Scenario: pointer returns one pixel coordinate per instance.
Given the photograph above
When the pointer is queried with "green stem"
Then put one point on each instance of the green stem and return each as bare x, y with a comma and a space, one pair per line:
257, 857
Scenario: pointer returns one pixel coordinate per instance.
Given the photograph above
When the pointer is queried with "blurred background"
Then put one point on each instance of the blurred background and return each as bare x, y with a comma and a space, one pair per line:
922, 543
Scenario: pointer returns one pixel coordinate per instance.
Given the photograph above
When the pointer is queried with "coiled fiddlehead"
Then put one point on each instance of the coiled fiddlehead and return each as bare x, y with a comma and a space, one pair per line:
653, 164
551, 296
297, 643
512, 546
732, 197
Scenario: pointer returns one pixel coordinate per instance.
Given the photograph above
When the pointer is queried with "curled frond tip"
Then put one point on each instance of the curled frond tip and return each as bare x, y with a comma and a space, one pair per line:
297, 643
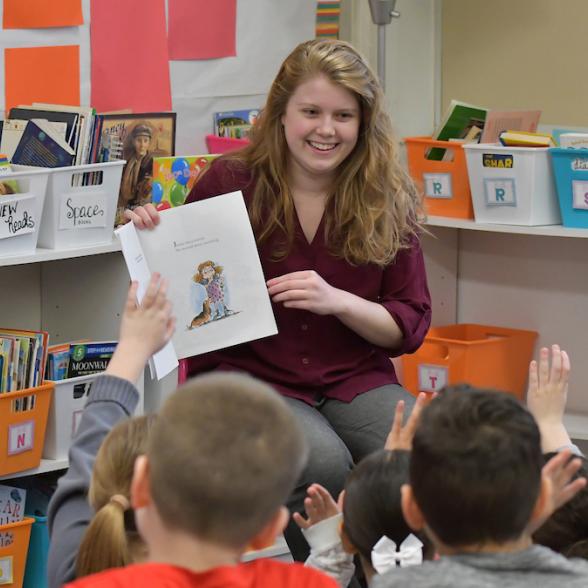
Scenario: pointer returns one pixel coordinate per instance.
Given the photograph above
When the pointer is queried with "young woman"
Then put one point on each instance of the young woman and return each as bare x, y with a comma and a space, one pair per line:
336, 222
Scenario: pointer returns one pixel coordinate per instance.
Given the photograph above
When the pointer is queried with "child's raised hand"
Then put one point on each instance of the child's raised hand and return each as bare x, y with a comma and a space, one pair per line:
319, 505
559, 471
143, 217
144, 329
547, 395
401, 437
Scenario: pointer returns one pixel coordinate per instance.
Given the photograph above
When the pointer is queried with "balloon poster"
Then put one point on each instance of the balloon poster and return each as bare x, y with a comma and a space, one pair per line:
173, 178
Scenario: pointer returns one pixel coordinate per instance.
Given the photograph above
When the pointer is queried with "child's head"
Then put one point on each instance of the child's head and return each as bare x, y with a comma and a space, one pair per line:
111, 540
475, 471
566, 531
222, 459
371, 507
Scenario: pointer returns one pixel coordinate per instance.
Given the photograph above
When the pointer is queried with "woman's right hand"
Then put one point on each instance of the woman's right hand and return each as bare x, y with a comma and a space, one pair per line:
143, 217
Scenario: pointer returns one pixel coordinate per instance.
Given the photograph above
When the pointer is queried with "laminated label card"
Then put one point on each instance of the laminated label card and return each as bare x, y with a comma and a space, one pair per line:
207, 252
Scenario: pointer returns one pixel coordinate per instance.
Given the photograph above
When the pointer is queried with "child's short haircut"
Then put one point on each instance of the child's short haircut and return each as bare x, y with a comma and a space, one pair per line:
224, 455
476, 465
566, 530
372, 506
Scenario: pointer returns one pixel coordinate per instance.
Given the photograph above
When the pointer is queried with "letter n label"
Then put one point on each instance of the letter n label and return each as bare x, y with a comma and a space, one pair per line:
432, 377
21, 437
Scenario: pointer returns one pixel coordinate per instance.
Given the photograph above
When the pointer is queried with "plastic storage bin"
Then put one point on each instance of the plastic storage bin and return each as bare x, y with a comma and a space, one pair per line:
221, 145
445, 184
77, 215
512, 185
19, 234
36, 566
13, 555
66, 409
23, 421
480, 355
570, 167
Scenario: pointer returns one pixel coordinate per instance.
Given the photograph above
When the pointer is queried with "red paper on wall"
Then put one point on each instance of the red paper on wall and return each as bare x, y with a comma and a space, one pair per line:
201, 29
130, 66
40, 14
42, 74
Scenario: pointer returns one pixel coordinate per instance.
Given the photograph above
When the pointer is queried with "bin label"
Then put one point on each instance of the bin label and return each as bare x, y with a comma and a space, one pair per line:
432, 377
580, 195
497, 160
82, 211
438, 186
17, 215
21, 437
500, 192
6, 570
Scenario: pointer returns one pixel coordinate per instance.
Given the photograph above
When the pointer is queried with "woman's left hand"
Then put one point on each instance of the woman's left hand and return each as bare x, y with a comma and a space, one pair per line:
306, 290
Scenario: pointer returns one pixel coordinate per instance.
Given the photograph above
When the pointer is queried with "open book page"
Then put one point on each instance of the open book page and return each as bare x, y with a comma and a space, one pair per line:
207, 252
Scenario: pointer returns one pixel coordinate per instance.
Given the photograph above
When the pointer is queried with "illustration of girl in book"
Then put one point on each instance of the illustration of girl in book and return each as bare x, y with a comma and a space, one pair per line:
209, 294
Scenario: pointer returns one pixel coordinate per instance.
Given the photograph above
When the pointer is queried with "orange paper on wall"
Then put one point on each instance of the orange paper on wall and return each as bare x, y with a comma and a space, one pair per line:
40, 14
42, 74
130, 66
200, 29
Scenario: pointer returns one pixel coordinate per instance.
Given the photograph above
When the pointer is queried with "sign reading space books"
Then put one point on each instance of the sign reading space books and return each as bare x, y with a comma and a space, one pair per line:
17, 215
207, 252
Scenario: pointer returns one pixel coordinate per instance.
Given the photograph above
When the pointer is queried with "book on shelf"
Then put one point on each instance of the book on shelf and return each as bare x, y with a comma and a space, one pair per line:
234, 124
207, 252
41, 146
525, 139
458, 120
514, 120
173, 178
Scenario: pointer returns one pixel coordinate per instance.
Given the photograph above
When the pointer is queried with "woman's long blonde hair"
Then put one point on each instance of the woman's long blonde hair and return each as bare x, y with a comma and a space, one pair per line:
107, 542
374, 208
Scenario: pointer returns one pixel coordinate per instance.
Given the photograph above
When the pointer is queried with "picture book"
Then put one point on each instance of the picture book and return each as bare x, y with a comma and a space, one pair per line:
136, 138
523, 139
459, 118
40, 146
514, 120
173, 178
234, 124
207, 252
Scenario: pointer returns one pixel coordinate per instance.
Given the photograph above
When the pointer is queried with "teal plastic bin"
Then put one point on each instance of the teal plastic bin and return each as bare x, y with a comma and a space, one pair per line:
36, 566
570, 168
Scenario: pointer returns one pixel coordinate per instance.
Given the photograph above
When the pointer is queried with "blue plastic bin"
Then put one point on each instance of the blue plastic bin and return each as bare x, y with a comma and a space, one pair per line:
570, 168
36, 567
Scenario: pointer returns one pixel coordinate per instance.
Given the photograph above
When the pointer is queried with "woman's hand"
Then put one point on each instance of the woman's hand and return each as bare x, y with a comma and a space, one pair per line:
306, 290
143, 217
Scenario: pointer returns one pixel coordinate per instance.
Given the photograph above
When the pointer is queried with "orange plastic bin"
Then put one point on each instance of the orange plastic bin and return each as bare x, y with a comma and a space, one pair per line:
23, 422
445, 184
480, 355
14, 545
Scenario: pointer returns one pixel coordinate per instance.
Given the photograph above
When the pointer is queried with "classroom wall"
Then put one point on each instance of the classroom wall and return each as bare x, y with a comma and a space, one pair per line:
267, 30
519, 54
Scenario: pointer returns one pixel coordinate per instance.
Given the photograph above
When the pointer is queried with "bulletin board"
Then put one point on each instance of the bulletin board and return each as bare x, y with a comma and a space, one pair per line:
266, 32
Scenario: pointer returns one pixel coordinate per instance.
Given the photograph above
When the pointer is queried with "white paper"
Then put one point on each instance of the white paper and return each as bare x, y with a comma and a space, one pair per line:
165, 360
17, 215
226, 302
84, 210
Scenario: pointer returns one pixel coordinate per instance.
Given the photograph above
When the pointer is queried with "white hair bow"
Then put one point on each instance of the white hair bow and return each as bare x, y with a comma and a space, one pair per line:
385, 556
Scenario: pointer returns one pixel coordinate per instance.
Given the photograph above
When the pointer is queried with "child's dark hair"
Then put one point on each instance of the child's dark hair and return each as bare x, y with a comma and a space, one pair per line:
372, 508
476, 465
566, 531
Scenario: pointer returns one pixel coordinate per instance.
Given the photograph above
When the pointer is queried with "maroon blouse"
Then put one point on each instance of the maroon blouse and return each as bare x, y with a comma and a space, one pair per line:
313, 355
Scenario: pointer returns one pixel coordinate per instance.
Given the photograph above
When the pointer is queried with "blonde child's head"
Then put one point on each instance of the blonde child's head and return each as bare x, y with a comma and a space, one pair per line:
111, 540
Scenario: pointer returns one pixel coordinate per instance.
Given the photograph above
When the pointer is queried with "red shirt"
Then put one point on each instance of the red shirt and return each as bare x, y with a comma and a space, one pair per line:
261, 573
313, 355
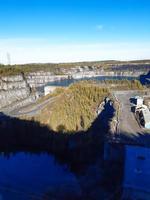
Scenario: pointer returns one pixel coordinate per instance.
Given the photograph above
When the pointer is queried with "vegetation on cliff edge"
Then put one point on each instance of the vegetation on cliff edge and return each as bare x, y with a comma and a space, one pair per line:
75, 108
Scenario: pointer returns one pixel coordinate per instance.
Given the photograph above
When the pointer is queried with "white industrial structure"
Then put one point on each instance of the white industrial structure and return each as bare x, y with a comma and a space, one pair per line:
49, 89
141, 111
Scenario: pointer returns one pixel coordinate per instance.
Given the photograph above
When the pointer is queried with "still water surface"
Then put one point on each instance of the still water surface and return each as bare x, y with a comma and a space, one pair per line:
31, 176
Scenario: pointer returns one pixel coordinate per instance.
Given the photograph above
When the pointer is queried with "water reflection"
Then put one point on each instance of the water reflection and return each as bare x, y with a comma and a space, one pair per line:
25, 176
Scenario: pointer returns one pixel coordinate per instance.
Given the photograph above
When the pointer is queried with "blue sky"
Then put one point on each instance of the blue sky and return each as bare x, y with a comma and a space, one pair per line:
74, 30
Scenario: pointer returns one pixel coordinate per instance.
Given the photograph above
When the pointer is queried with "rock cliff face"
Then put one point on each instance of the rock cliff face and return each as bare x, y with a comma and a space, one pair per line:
15, 92
37, 79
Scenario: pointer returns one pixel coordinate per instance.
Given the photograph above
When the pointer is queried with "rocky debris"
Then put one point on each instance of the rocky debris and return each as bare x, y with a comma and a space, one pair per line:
37, 79
15, 92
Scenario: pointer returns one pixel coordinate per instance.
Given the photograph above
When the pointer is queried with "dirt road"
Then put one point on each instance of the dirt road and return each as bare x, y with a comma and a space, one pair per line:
127, 122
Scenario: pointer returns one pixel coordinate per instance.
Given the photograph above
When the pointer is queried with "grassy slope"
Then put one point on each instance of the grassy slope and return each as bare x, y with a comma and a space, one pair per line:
74, 108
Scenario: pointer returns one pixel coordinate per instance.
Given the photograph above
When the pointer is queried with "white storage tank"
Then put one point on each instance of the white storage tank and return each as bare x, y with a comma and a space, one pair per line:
49, 89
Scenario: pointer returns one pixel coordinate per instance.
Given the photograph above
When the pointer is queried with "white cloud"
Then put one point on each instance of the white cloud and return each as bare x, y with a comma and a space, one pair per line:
99, 27
41, 50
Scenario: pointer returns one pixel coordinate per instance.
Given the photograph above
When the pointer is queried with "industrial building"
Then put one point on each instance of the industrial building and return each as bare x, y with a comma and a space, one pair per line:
141, 111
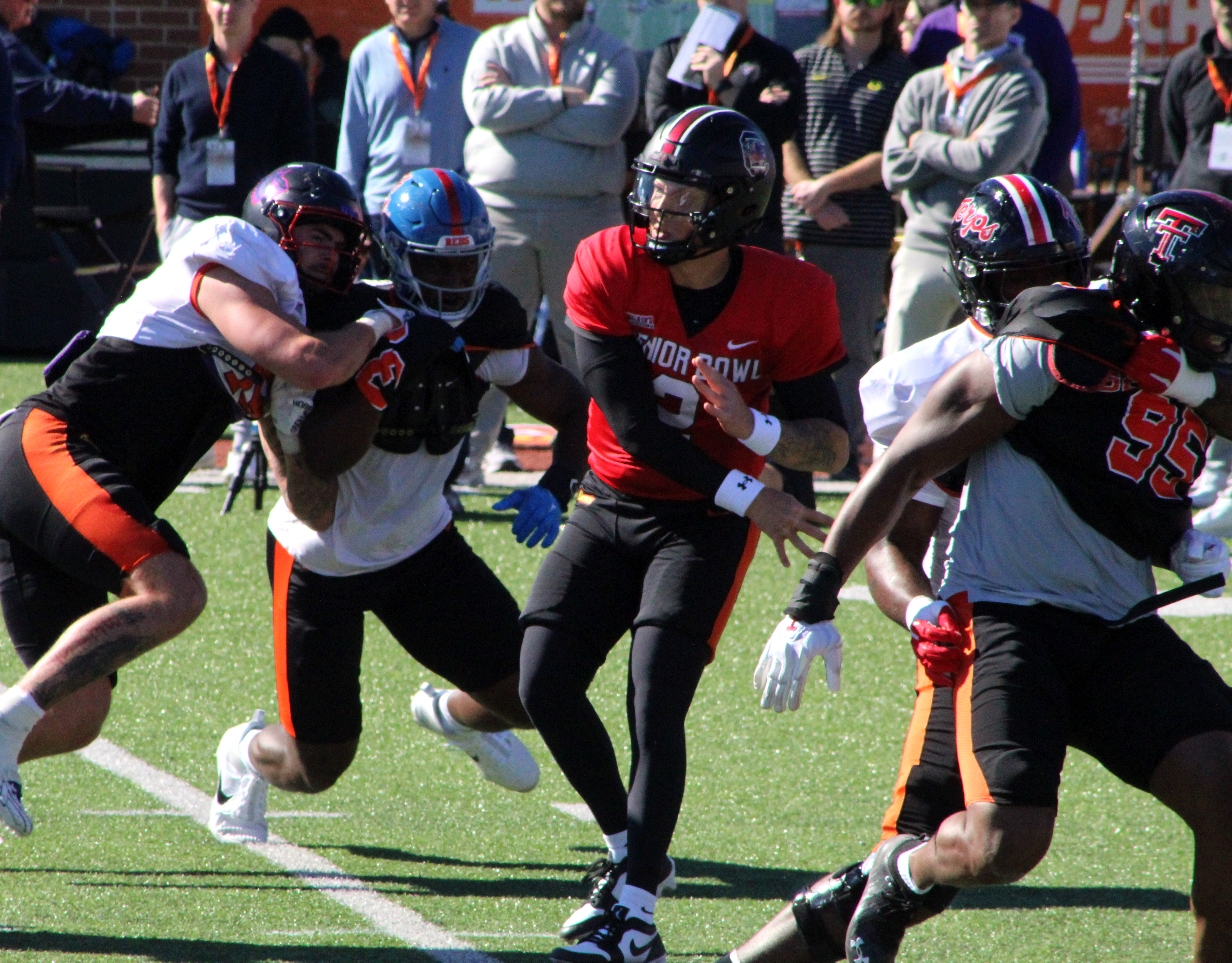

⁂

Extract each line of the items above that contains the word "wall", and reproduce every such line in full.

• _EXERCISE RESULT_:
When the pointer is queried with "red paper on wall"
Then put one point on each instance of the red paper on wall and return each as bare x, y with a comma and a space, one pair per line:
When the pointer is queried with "orange paper on wall"
Then put one point on each instance of the orange paper on wall and return each as bare x, y with a comma and a space, one pair per line:
When the pointer is queried with "classroom wall"
Then put one point on each instance of the classroom wall and return each as bare x, y with a comma and a space, one pair per line:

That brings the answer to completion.